WHAT YOU HAVE TO DO:
Where a line in the material below has the string "every", please report it.
+ + +
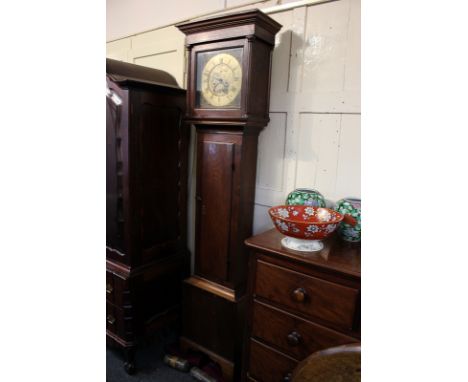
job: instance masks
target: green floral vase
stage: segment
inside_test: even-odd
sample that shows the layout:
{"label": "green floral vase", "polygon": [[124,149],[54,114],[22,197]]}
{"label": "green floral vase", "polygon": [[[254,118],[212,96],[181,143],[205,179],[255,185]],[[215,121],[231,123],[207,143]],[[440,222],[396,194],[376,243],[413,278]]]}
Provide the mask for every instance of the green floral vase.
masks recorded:
{"label": "green floral vase", "polygon": [[341,199],[336,203],[335,210],[344,215],[338,227],[340,237],[351,242],[361,241],[361,199]]}
{"label": "green floral vase", "polygon": [[326,207],[325,198],[317,190],[310,188],[297,188],[290,192],[286,198],[288,206]]}

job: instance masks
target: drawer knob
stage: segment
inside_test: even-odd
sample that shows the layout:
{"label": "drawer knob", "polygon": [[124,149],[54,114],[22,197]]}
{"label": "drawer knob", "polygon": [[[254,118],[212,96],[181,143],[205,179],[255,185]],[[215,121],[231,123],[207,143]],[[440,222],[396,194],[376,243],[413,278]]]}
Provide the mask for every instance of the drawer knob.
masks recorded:
{"label": "drawer knob", "polygon": [[107,322],[111,325],[114,325],[115,317],[112,314],[107,315]]}
{"label": "drawer knob", "polygon": [[107,283],[106,284],[106,293],[111,294],[113,290],[114,290],[114,288],[112,288],[112,285]]}
{"label": "drawer knob", "polygon": [[304,302],[307,297],[307,292],[304,288],[294,289],[292,292],[292,298],[297,302]]}
{"label": "drawer knob", "polygon": [[284,376],[283,382],[291,382],[292,381],[292,374],[288,373]]}
{"label": "drawer knob", "polygon": [[288,344],[291,346],[297,346],[301,342],[301,335],[295,330],[288,334]]}

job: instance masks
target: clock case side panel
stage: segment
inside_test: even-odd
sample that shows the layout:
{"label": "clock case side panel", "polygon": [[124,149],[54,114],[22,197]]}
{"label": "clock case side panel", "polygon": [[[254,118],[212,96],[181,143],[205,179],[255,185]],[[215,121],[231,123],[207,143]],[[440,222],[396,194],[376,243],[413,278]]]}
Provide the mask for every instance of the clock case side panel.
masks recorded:
{"label": "clock case side panel", "polygon": [[230,280],[236,298],[244,296],[248,276],[248,251],[244,241],[252,236],[257,174],[258,133],[256,128],[246,128],[242,137],[242,160],[239,171],[239,204],[237,206],[236,232],[232,236]]}
{"label": "clock case side panel", "polygon": [[[256,121],[261,126],[270,122],[270,77],[273,47],[264,41],[249,36],[250,65],[255,69],[255,75],[249,77],[247,88],[246,114],[249,120]],[[253,70],[252,70],[253,71]]]}
{"label": "clock case side panel", "polygon": [[[223,51],[227,49],[241,48],[243,59],[241,64],[242,67],[242,88],[240,94],[240,107],[239,108],[197,108],[196,107],[196,91],[197,91],[197,54],[201,52],[213,52]],[[220,120],[232,121],[234,123],[242,121],[246,118],[246,93],[247,84],[249,81],[249,44],[245,39],[235,39],[228,41],[202,43],[196,45],[189,45],[189,82],[187,86],[187,119],[191,122],[215,121],[214,123],[220,122]]]}
{"label": "clock case side panel", "polygon": [[183,90],[135,87],[130,104],[132,265],[139,266],[187,252],[190,130]]}

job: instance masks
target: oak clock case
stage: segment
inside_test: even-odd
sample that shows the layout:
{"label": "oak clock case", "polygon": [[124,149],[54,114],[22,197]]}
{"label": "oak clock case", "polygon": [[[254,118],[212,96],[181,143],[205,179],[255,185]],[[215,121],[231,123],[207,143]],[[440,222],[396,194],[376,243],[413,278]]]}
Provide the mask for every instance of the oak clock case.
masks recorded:
{"label": "oak clock case", "polygon": [[177,26],[188,51],[186,121],[196,128],[194,274],[184,281],[183,348],[241,376],[258,134],[269,122],[271,55],[281,28],[259,10]]}

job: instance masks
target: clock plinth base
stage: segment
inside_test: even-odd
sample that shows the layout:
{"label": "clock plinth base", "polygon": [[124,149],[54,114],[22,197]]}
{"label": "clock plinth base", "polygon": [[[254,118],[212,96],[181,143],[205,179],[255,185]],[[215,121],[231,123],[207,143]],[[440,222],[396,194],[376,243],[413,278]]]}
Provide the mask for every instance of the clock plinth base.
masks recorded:
{"label": "clock plinth base", "polygon": [[180,348],[183,351],[192,349],[206,354],[208,357],[210,357],[210,359],[215,361],[221,367],[221,370],[223,372],[223,378],[226,382],[234,381],[234,363],[232,363],[231,361],[219,356],[216,353],[213,353],[211,350],[208,350],[200,344],[197,344],[185,337],[180,338]]}
{"label": "clock plinth base", "polygon": [[240,380],[246,302],[197,276],[184,281],[181,347],[218,362],[227,381]]}

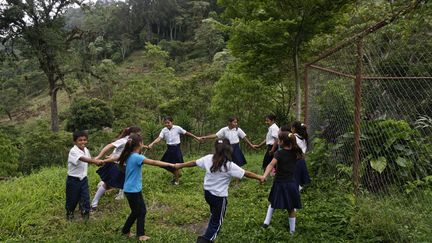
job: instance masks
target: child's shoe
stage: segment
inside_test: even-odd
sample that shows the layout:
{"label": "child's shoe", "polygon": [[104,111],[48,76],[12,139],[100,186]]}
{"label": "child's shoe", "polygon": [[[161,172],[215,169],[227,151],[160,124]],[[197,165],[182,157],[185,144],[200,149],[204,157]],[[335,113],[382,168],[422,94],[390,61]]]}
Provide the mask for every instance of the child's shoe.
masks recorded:
{"label": "child's shoe", "polygon": [[81,216],[82,216],[82,218],[84,219],[84,220],[89,220],[89,218],[90,218],[90,212],[88,212],[88,211],[83,211],[83,212],[81,212]]}
{"label": "child's shoe", "polygon": [[262,224],[262,225],[261,225],[261,228],[263,228],[263,229],[267,229],[268,227],[269,227],[268,224]]}
{"label": "child's shoe", "polygon": [[202,236],[198,236],[196,243],[211,243],[213,241],[211,240],[207,240],[206,238],[202,237]]}
{"label": "child's shoe", "polygon": [[123,200],[124,199],[124,192],[123,190],[120,190],[117,196],[115,197],[115,200]]}
{"label": "child's shoe", "polygon": [[74,212],[73,211],[66,211],[66,219],[67,220],[74,219]]}

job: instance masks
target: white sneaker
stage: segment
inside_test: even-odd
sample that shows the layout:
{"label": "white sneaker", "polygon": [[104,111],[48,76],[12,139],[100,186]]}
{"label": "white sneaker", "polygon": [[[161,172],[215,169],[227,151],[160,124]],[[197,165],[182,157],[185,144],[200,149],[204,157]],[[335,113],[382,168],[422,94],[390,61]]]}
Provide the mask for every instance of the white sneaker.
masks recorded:
{"label": "white sneaker", "polygon": [[99,189],[99,187],[103,186],[104,182],[103,181],[99,181],[99,183],[97,184],[97,189]]}
{"label": "white sneaker", "polygon": [[123,190],[119,191],[117,196],[115,197],[115,200],[123,200],[124,199],[124,193]]}

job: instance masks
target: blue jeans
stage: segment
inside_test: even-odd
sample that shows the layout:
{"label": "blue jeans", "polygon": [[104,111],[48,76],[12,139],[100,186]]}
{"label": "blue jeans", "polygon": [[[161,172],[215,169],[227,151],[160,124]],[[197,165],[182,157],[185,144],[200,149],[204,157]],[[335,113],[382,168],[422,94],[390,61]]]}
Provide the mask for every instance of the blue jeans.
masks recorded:
{"label": "blue jeans", "polygon": [[76,205],[82,213],[90,212],[90,194],[87,177],[68,176],[66,179],[66,211],[75,211]]}

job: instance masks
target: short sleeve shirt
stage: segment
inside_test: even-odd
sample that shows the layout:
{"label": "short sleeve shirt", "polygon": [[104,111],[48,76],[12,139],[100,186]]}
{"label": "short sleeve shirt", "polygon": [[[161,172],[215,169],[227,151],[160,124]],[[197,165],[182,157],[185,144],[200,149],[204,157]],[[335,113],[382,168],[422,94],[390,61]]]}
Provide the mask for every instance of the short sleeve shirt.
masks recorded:
{"label": "short sleeve shirt", "polygon": [[120,156],[121,153],[123,152],[123,149],[124,149],[128,139],[129,139],[129,136],[126,136],[126,137],[117,139],[116,141],[112,142],[111,144],[115,148],[114,148],[114,151],[112,152],[111,155]]}
{"label": "short sleeve shirt", "polygon": [[141,167],[145,157],[138,153],[132,153],[126,160],[124,192],[140,192],[142,190]]}
{"label": "short sleeve shirt", "polygon": [[81,157],[91,158],[90,151],[73,146],[68,155],[68,175],[83,180],[87,176],[88,163],[81,161]]}
{"label": "short sleeve shirt", "polygon": [[231,177],[243,178],[245,170],[240,168],[234,162],[227,162],[227,169],[222,166],[220,171],[211,172],[210,169],[213,165],[213,155],[206,155],[196,161],[197,166],[206,171],[204,176],[204,190],[209,191],[217,197],[228,196],[228,186]]}
{"label": "short sleeve shirt", "polygon": [[295,138],[296,138],[296,142],[297,142],[297,146],[299,146],[299,148],[302,150],[302,152],[305,154],[306,150],[307,150],[307,144],[306,144],[306,140],[300,138],[300,136],[298,134],[295,134]]}
{"label": "short sleeve shirt", "polygon": [[276,181],[292,181],[297,163],[297,155],[291,150],[281,149],[275,153],[277,160]]}
{"label": "short sleeve shirt", "polygon": [[266,136],[266,144],[273,145],[278,138],[279,127],[273,123],[269,128]]}
{"label": "short sleeve shirt", "polygon": [[240,142],[240,139],[246,137],[246,133],[243,132],[243,130],[239,127],[233,129],[229,129],[229,127],[224,127],[216,133],[216,136],[218,138],[228,139],[230,141],[230,144],[236,144]]}
{"label": "short sleeve shirt", "polygon": [[186,134],[186,130],[182,127],[174,125],[171,129],[164,127],[159,134],[159,137],[166,141],[168,145],[177,145],[180,143],[180,135]]}

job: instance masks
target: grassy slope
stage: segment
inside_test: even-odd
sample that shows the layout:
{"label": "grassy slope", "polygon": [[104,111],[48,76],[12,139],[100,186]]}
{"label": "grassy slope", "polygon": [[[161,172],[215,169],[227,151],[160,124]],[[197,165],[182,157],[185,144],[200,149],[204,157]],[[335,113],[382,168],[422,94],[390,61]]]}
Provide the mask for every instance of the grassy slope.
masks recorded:
{"label": "grassy slope", "polygon": [[[259,171],[261,155],[247,156],[246,169]],[[99,211],[87,223],[76,212],[76,220],[65,220],[66,168],[46,168],[27,177],[0,182],[0,241],[128,242],[120,234],[129,208],[127,201],[104,196]],[[199,168],[185,169],[180,186],[170,185],[170,176],[159,168],[143,169],[143,194],[148,208],[146,231],[152,242],[193,242],[206,228],[209,217]],[[98,183],[95,167],[89,170],[91,197]],[[260,228],[267,208],[271,183],[259,185],[245,179],[239,188],[230,187],[229,204],[219,242],[359,242],[424,241],[431,233],[431,209],[422,203],[413,210],[398,210],[405,203],[391,200],[359,200],[320,182],[302,194],[297,233],[287,232],[287,213],[276,210],[271,226]],[[429,198],[430,202],[430,198]],[[380,217],[374,217],[382,214]],[[402,220],[399,222],[399,220]],[[135,230],[133,228],[133,230]]]}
+ + +
RESULT OF THE EXERCISE:
Provide the mask for every instance of the green floral vase.
Provide the mask for every instance of the drawer knob.
Provide the mask for every instance of the clock case side panel.
Provide the mask for every instance of the oak clock case.
Provide the mask for every instance of the clock plinth base.
Provide the mask for every instance of the child's shoe.
Provide the mask for every instance of the white sneaker.
Provide the mask for every instance of the blue jeans.
Provide the mask for every instance of the short sleeve shirt.
Provide the mask for every instance of the grassy slope.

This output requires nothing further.